#### Set problem:
Please set out the stretch of data from the line containing "Where can the black boot" through the end of the data as a numbered list, one item per line with blank lines left out, and include nothing else.

#### Input rows:
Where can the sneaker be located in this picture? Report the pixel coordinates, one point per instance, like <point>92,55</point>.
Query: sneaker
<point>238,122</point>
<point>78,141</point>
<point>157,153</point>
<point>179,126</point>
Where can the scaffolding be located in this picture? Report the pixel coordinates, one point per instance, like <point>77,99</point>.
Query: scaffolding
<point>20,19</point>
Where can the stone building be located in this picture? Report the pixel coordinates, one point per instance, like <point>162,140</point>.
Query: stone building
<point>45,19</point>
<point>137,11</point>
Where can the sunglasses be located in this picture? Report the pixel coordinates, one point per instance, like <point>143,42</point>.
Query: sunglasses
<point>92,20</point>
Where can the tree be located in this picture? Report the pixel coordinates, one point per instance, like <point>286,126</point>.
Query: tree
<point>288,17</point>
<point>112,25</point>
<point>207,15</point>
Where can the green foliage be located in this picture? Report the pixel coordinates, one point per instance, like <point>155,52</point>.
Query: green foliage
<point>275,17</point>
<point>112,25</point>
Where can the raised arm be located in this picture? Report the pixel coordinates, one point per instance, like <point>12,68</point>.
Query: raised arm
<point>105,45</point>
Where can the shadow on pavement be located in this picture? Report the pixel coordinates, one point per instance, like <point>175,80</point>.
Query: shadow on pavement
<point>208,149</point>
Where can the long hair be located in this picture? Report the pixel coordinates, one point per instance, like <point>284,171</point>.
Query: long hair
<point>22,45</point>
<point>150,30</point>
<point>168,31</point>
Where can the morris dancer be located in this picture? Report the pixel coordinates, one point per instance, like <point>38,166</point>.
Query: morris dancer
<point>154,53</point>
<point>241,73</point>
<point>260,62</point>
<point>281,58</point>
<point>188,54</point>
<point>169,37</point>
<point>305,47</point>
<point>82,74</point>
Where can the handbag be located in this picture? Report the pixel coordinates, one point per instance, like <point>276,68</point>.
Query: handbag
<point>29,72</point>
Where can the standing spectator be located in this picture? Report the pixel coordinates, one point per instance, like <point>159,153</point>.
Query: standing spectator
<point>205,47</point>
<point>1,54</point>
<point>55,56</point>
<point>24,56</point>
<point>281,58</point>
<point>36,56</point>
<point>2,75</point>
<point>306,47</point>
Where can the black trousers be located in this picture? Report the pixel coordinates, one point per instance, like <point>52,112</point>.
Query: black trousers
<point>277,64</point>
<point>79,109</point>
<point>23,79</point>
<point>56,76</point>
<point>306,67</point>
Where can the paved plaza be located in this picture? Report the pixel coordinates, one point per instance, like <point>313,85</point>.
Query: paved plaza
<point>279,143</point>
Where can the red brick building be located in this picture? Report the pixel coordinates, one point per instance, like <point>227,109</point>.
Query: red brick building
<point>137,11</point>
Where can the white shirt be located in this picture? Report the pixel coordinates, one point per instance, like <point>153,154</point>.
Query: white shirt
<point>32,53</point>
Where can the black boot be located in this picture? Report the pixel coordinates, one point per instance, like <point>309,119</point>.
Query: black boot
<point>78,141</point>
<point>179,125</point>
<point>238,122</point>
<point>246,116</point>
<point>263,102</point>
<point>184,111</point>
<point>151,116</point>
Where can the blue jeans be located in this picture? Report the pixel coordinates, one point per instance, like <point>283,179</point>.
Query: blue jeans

#### Right answer:
1. Where can the black boot be located in this picture? Report the pixel coordinates, one point per instance, like <point>309,119</point>.
2. Query: black boot
3. <point>78,141</point>
4. <point>179,125</point>
5. <point>238,122</point>
6. <point>246,116</point>
7. <point>263,102</point>
8. <point>184,111</point>
9. <point>151,116</point>
10. Where can the blue jeans be located in this picture? Report the pixel coordinates, one point per instance, like <point>283,179</point>.
11. Query: blue jeans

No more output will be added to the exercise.